begin RECORDS FOR PROCESSING
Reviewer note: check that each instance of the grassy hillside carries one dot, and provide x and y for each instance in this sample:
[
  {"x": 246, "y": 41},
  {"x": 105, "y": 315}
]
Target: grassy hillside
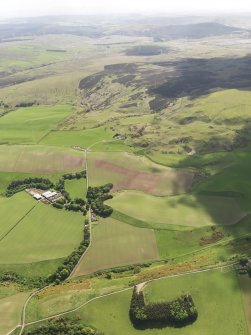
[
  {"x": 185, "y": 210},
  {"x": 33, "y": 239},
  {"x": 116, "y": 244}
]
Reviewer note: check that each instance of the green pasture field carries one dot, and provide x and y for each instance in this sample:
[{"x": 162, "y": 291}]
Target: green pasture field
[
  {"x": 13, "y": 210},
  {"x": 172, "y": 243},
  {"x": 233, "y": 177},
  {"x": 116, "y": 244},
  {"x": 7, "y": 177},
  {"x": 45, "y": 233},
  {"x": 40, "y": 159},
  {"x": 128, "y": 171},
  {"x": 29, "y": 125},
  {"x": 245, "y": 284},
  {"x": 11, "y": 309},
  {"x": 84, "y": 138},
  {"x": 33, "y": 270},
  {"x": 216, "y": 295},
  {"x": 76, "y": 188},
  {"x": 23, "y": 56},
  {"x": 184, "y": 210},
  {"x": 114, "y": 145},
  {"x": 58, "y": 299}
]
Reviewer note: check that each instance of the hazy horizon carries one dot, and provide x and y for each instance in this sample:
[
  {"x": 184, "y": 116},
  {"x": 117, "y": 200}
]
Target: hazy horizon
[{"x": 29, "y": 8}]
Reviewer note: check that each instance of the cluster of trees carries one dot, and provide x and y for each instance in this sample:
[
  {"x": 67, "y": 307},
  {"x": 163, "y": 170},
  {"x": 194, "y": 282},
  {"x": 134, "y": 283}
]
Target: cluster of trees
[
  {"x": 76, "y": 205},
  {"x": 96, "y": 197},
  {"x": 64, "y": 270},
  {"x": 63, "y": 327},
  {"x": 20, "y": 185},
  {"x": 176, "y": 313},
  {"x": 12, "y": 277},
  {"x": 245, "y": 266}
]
end RECORDS FOR PROCESSING
begin RECORDS FOR PROCESSING
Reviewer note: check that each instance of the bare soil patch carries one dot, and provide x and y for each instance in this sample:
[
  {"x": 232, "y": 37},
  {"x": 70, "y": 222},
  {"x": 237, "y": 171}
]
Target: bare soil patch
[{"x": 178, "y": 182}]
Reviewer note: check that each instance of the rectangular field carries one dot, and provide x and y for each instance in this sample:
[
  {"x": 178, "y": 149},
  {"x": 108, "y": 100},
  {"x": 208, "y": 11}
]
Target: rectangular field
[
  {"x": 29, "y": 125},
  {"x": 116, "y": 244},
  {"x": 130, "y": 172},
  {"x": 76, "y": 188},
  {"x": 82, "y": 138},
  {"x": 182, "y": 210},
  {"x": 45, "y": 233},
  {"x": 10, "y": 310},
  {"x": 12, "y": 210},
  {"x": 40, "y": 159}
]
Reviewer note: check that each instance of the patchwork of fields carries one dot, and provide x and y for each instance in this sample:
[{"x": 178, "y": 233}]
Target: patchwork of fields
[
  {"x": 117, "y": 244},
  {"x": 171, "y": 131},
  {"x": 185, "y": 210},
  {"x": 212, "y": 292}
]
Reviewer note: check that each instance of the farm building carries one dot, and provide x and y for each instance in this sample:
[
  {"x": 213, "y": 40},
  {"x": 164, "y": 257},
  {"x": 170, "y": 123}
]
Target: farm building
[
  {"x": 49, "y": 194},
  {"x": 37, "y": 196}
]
end RECORDS FOR PROCESSING
begin RECORDS FOR PROCESSING
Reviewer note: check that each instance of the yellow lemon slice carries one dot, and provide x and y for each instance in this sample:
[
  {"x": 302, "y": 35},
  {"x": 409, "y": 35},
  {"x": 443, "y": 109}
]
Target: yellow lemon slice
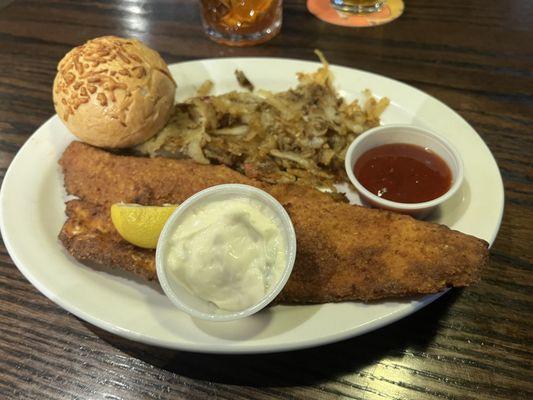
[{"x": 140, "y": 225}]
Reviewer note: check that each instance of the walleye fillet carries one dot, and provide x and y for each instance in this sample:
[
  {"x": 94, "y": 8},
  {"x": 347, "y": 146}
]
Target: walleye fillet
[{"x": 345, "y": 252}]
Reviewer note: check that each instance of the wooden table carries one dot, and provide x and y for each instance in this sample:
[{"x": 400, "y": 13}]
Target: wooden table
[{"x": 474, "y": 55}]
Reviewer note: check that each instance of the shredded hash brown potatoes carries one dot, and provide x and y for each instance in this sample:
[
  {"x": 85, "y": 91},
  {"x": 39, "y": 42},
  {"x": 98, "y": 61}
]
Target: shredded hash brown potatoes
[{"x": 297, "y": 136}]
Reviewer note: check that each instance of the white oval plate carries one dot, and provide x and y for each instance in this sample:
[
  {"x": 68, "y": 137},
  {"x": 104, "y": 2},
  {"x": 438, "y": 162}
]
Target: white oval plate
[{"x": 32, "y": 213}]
end RECORDS FOR PROCESSING
* [TASK OBJECTIVE]: Please pull out every line in the data above that contains the string "grassy", matching case exactly.

* [FINISHED EXERCISE]:
Reviewer note: check that each instance of the grassy hillside carries one dot, and provide x and y for each instance in this sample:
Target: grassy hillside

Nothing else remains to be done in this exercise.